• _Goal_: Please edit the records below from the line with "Each instance of the clear" through the end of the records, replacing "rocky outcrop" with "stone ledge" and leaving everything else unchanged. Return only those lines.

---- Data lines

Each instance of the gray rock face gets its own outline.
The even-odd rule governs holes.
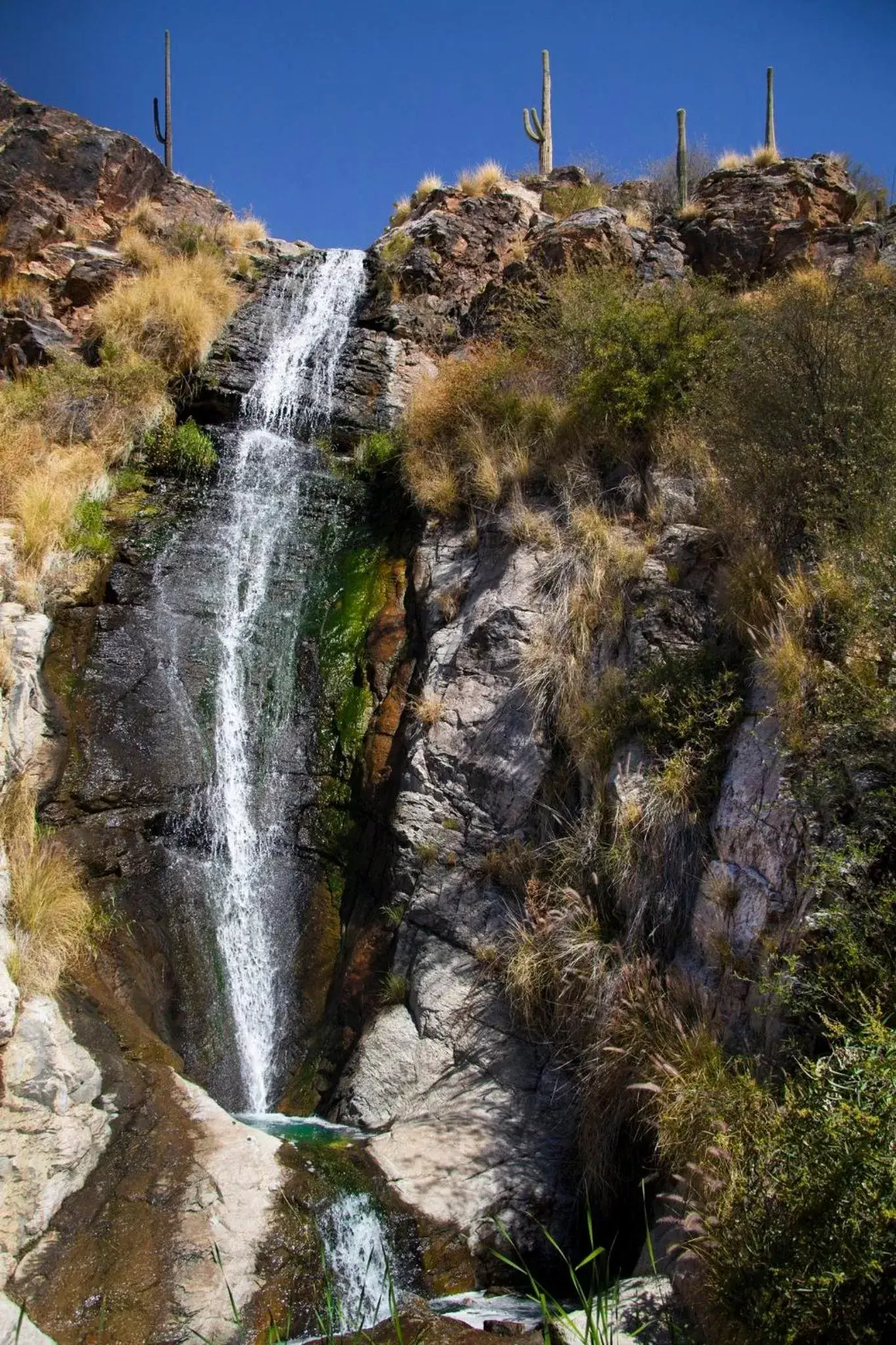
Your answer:
[[[0,1287],[23,1247],[81,1189],[111,1135],[95,1103],[102,1077],[55,999],[23,1006],[3,1052],[0,1106]]]
[[[735,1041],[748,1029],[775,1030],[774,1022],[751,1020],[759,997],[737,972],[754,964],[764,936],[801,913],[797,877],[806,829],[783,790],[782,768],[778,722],[758,705],[731,745],[711,824],[715,857],[678,954],[688,974],[712,991],[713,1014]]]
[[[529,257],[545,270],[625,266],[634,261],[634,243],[622,211],[598,206],[537,229]]]
[[[411,733],[392,818],[392,892],[407,902],[392,966],[407,1003],[368,1026],[336,1104],[382,1131],[371,1153],[402,1198],[459,1227],[474,1252],[492,1216],[528,1239],[524,1215],[562,1223],[571,1192],[568,1084],[484,970],[510,912],[482,861],[527,834],[548,765],[516,685],[536,570],[532,550],[490,534],[473,551],[458,529],[433,529],[419,549],[422,694],[441,717]]]

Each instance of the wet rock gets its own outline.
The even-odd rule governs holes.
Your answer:
[[[50,617],[26,612],[20,603],[0,603],[0,639],[9,648],[12,685],[0,697],[0,784],[30,763],[40,769],[52,753],[52,729],[40,667]]]
[[[763,942],[799,915],[797,882],[805,820],[783,784],[783,753],[775,717],[754,693],[754,712],[737,729],[711,823],[715,857],[704,873],[688,939],[677,962],[712,991],[725,1036],[742,1042],[748,1028],[774,1034],[774,1015],[760,1007],[755,974]]]
[[[16,1009],[19,1007],[19,987],[7,970],[9,936],[3,927],[7,904],[3,890],[5,886],[4,878],[7,877],[3,872],[5,869],[5,854],[0,853],[0,1046],[5,1046],[12,1036],[12,1030],[16,1025]]]
[[[625,266],[634,261],[634,245],[622,211],[598,206],[537,229],[529,260],[553,272]]]
[[[700,203],[681,226],[693,269],[755,282],[810,262],[819,231],[854,214],[856,190],[838,159],[814,155],[711,172]]]
[[[411,734],[392,815],[391,889],[407,902],[392,967],[407,1003],[375,1015],[336,1102],[340,1118],[387,1127],[369,1151],[396,1193],[474,1252],[493,1215],[524,1241],[527,1216],[568,1216],[568,1084],[517,1033],[480,960],[510,916],[484,857],[527,834],[549,760],[516,675],[539,619],[536,572],[536,553],[497,533],[473,551],[459,529],[433,529],[418,553],[424,694],[442,709]]]

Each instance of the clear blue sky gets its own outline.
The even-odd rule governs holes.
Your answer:
[[[0,0],[0,77],[154,144],[163,30],[175,167],[271,233],[367,246],[424,171],[533,160],[524,102],[551,50],[555,163],[633,175],[690,140],[896,169],[893,0]]]

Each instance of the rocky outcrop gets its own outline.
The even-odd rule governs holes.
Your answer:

--------

• _Result_:
Each instance of the clear blue sky gets its own outline.
The even-odd rule governs holes.
Your answer:
[[[0,0],[0,77],[154,144],[163,30],[175,167],[271,233],[367,246],[424,171],[533,160],[524,102],[551,50],[555,163],[633,175],[690,140],[896,169],[893,0]]]

Each instance of the stone ledge gets its own outline.
The even-odd rule governs holes.
Your answer:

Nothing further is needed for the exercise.